▶ [Exercise]: Express the lines starting at the one containing "Provide the segmentation of every instance of the white" and ending at the one containing "[[[427,164],[452,168],[452,118],[432,119],[430,161]]]" as a JSON list of strings, one string per line, with blank lines omitted.

▶ [Data]:
□ □ □ □ □ □ □

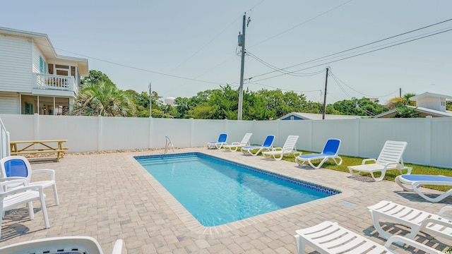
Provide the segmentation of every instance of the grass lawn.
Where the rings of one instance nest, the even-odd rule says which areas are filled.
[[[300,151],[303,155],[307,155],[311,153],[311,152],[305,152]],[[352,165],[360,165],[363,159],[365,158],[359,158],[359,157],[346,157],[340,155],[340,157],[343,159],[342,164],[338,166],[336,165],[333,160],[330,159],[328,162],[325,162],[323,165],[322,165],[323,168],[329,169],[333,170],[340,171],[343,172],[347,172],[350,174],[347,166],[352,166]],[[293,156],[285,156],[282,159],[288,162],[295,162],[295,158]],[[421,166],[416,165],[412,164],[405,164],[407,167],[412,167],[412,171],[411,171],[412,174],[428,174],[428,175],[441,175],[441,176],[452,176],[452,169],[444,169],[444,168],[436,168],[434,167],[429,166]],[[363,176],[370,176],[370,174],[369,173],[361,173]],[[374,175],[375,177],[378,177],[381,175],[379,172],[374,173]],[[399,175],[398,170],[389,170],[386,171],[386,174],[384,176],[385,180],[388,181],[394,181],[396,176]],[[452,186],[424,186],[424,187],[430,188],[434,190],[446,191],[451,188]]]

□ □ □ □ □ □ □

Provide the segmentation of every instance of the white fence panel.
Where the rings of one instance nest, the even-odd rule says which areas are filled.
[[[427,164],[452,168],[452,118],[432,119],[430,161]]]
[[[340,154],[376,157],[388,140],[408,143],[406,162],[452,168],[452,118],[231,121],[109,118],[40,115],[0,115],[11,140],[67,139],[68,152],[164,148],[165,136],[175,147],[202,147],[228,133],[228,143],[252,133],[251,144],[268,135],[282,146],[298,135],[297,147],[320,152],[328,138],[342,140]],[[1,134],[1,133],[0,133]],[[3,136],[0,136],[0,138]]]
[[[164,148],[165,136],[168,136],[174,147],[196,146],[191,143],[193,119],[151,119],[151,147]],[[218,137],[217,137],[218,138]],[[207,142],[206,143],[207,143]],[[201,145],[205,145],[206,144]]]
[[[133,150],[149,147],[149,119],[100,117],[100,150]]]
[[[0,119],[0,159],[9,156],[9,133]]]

□ □ □ □ □ □ □

▶ [Solution for this exercise]:
[
  "Provide the segmentation of every instance of the white fence panel.",
  "Where the rings of one instance nest, the even-odd rule says which areas are filled.",
  "[[[427,164],[452,168],[452,118],[432,119],[430,161]]]"
]